*Selected extract*
++++++++

I have always been a worrier.
I remember lying in bed at night, in 2nd grade, worrying about something that seemed so important at the time but that days later would become unremarkable—a playbook for my whole life.
l wonder if I could total the hours spent worrying about mortality, about my own inadequacies, about everything banal my generally happy life has been about—pop quizzes and work assignments and making the plane for an international vacation. When I was pregnant I never could bring myself to sign up for those joyous emails detailing my baby’s fetal development—I was too busy worrying that he was going to be born without a foot or a liver or a brain. I recently read that there is a clinical name for that anxiety, but it never occurred to me that I could get a diagnosis for just being me.
Then, having children, my worry became multiplicative; it was like another child—first the children kept me up at night, then the worrying about them did.
READ: After This Summer, A Whole New Set of Parental Worries
I worry about the laundry and the camp name tags, the lunches to pack, the health content of the lunches, my children’s social skills, discipline, screen time, what we’ll have for dinner, the whole education thing, traffic safety, scary subway platforms with wide gaps between the train and the edge, raising children in a world rife with guns, drug-resistant bacteria, high-stakes testing, why child #1 is such a sore loser, whether child #2 has any attention span whatsoever.
I worry about my older son’s food allergies and my younger son’s weight and also his cough, whether said cough can be categorized as chronic, as well as other unthinkable, unmentionable health concerns.
And more, but I am limited for space reasons.
Recently, it has come to my attention that some people do not actually live this way. Like my life partner. I knew when I married the guy that he was not a worrier. But after nine years of collective child-raising, the roles have settled in: He arranges the closets and figures out our family budget; I worry. We each wonder how the other does it. I have decided to embrace the worry.
In fact, here are five reasons I love to worry—and you should, too:
1. It’s motivating. Worry gets me to the grocery store and the pediatrician and makes me research suntan lotions and high-mercury fish and literacy development. My children’s lives would not be half as complete without the product of my worry.

++++++++

*Records supplied*

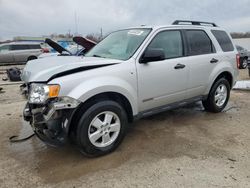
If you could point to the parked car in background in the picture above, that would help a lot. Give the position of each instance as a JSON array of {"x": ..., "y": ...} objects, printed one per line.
[
  {"x": 244, "y": 56},
  {"x": 19, "y": 52},
  {"x": 83, "y": 45}
]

++++++++

Transcribe the passage of the essay on worrying starting with "I have always" and going on through "just being me.". Rely only on the essay on worrying for your answers.

*Exercise output*
I have always been a worrier.
I remember lying in bed at night, in 2nd grade, worrying about something that seemed so important at the time but that days later would become unremarkable—a playbook for my whole life.
l wonder if I could total the hours spent worrying about mortality, about my own inadequacies, about everything banal my generally happy life has been about—pop quizzes and work assignments and making the plane for an international vacation. When I was pregnant I never could bring myself to sign up for those joyous emails detailing my baby’s fetal development—I was too busy worrying that he was going to be born without a foot or a liver or a brain. I recently read that there is a clinical name for that anxiety, but it never occurred to me that I could get a diagnosis for just being me.